Set down every record once more, exactly as given.

#### Dataset records:
• • • •

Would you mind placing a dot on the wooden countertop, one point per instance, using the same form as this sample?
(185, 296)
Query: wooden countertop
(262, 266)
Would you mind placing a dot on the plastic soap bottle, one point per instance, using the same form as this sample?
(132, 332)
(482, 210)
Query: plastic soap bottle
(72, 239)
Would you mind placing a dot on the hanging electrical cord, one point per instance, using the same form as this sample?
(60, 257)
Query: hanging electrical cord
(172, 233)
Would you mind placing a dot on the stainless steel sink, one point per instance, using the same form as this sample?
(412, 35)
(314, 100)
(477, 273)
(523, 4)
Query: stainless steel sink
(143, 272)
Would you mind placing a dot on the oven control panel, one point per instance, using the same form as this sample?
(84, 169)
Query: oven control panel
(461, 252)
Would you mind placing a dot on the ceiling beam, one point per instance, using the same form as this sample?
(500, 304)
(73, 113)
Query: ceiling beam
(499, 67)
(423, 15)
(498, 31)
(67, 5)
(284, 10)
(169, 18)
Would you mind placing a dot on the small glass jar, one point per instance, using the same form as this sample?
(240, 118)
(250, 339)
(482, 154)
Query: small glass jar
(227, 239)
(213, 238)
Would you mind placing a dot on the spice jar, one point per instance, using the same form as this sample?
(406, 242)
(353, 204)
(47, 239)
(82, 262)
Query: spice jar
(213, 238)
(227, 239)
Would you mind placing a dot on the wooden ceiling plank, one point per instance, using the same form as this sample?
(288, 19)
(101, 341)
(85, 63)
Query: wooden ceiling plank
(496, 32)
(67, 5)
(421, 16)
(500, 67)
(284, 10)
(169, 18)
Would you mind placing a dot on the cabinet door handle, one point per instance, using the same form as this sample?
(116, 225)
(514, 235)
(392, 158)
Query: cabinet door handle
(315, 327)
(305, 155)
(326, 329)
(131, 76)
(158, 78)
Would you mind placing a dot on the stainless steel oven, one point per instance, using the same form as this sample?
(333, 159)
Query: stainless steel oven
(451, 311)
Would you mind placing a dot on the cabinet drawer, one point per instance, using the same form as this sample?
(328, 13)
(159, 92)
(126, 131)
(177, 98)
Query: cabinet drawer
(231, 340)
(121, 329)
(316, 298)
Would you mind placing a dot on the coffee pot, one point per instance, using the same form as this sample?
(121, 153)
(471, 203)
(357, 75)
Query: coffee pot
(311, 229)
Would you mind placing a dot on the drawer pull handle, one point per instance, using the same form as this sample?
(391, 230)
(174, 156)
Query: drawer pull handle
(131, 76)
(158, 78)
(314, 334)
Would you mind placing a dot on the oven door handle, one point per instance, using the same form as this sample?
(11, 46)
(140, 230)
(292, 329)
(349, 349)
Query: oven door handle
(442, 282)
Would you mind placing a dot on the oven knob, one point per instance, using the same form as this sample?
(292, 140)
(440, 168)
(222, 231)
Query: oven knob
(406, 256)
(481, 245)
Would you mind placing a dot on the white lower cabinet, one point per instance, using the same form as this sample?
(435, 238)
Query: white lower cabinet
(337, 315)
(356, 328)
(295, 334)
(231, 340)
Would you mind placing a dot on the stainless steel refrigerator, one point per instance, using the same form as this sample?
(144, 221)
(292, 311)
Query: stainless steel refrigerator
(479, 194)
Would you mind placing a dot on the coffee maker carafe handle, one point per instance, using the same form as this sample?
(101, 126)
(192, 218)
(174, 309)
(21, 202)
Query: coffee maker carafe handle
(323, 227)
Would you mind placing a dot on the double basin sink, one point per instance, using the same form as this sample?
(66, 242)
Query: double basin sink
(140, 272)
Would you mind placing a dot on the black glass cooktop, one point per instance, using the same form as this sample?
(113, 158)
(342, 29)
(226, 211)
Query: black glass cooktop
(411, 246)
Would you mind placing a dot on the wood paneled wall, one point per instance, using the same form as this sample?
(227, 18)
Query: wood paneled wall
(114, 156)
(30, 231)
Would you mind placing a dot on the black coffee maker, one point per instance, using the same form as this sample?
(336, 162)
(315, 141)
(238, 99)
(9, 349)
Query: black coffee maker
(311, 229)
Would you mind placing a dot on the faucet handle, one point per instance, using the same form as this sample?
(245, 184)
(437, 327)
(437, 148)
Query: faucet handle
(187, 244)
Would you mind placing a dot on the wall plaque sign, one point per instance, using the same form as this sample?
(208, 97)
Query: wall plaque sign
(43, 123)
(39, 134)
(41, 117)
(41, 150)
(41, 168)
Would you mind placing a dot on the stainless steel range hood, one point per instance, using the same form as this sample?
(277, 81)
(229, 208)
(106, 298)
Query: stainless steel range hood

• • • •

#### Final answer:
Would you mind placing a dot on the wooden countertop, one point per instance, using the same form as this sample?
(185, 296)
Query: wooden countertop
(262, 266)
Would you mind placing a dot on the plastic soap bottle, one point per instance, using the same form as this sample?
(132, 332)
(482, 210)
Query: plastic soap bottle
(72, 239)
Would you mind placing a dot on the hanging electrical cord, one point per instance, using the same form as this sample?
(60, 257)
Query: hanging electrical cord
(172, 233)
Would you mind placing a dot on the stainless steel sink, one point per instance, using the same form as this sample?
(412, 35)
(314, 100)
(477, 273)
(523, 4)
Query: stainless steel sink
(143, 272)
Would you mind placing a dot on the oven control panel, one point per instance, using the same form as this sample?
(84, 169)
Query: oven control panel
(461, 252)
Would you mind placing a dot on the ceiling beam, one point per instance, using the same form as this sample?
(500, 304)
(73, 113)
Query: ceiling beam
(499, 67)
(423, 15)
(498, 31)
(67, 5)
(284, 10)
(169, 18)
Would you mind placing a dot on the small glass jar, one point per instance, using the same form as this sample?
(240, 118)
(250, 339)
(482, 154)
Query: small glass jar
(227, 239)
(213, 238)
Would you mind placing a dot on the spice jar, one point per instance, using the same form as this sample?
(406, 242)
(353, 204)
(47, 239)
(82, 262)
Query: spice jar
(213, 238)
(227, 239)
Would you mind placing a dot on the wooden ceiling plank, one point per instance, using the same form as this sample?
(288, 19)
(101, 341)
(85, 63)
Query: wooden ceiling plank
(496, 32)
(67, 5)
(421, 16)
(500, 67)
(284, 10)
(169, 18)
Would you mind placing a dot on the cabinet door handle, one point per instance, using the same form as this sample?
(116, 225)
(514, 235)
(392, 158)
Query: cabinet door handle
(315, 327)
(305, 155)
(326, 329)
(131, 76)
(158, 78)
Would you mind placing a dot on the stainless steel oven, one point per instance, using the same form as this sample?
(333, 159)
Query: stainless steel oven
(451, 311)
Would you mind placing a dot on the cabinet drawer, one point per instance, using the same form as this sample?
(328, 13)
(159, 92)
(126, 131)
(177, 98)
Query: cabinet drawer
(231, 340)
(121, 329)
(316, 298)
Would you mind placing a dot on the coffee pot, one point per instance, using the same form as this sample?
(121, 153)
(471, 203)
(357, 75)
Query: coffee pot
(311, 229)
Would you mind placing a dot on the drawer pull handle, one point per instance, using the same form as this sample?
(391, 230)
(174, 156)
Query: drawer pull handle
(131, 76)
(158, 78)
(314, 334)
Would you mind placing a dot on the oven door handle, one point per instance, using the same form as this sample?
(11, 46)
(140, 230)
(292, 329)
(349, 349)
Query: oven door handle
(442, 282)
Would you mind placing a dot on the oven knob, one point per instance, using the same form as this sample?
(292, 140)
(440, 168)
(222, 231)
Query: oven knob
(406, 256)
(481, 245)
Would you mind placing a dot on the white lower cabinet, one point per instance, using the same form as this sample?
(435, 238)
Query: white lower cabinet
(337, 315)
(356, 328)
(295, 334)
(231, 340)
Would you mind placing a dot on the stainless steel refrigerator, one point per instance, using the same form as this sample?
(144, 221)
(292, 311)
Query: stainless steel refrigerator
(479, 194)
Would you mind placing a dot on the coffee maker carafe handle, one point per instance, using the same form as this sample?
(101, 126)
(192, 218)
(174, 309)
(21, 202)
Query: coffee maker carafe handle
(323, 227)
Would you mind placing a dot on the double basin sink, one point per instance, using the same form as this sample?
(66, 242)
Query: double basin sink
(140, 272)
Would you mind placing a dot on the black glass cooktop, one point per instance, using the same form as this sample?
(113, 158)
(342, 29)
(226, 211)
Query: black glass cooktop
(411, 246)
Would you mind placing a dot on the wood paneled wall, one point per instance, using the same form as this sample?
(227, 18)
Query: wood paneled wall
(114, 156)
(30, 231)
Would you mind placing a dot on the black coffee maker, one point per instance, using the same form as this sample?
(336, 162)
(315, 141)
(238, 99)
(9, 349)
Query: black coffee maker
(311, 229)
Would you mind placing a dot on the faucet handle, one point per instance, using the same form as this sample?
(245, 184)
(437, 327)
(437, 148)
Query: faucet handle
(187, 244)
Would you mind placing a dot on the wall plaque sign, one point per instance, using the same form as this sample?
(208, 97)
Query: wall plaque sign
(43, 123)
(39, 134)
(41, 117)
(41, 150)
(41, 168)
Would you mind placing a dot on the stainless steel range hood, one point per instance, using the same form as this sample?
(277, 81)
(229, 208)
(106, 298)
Query: stainless steel range hood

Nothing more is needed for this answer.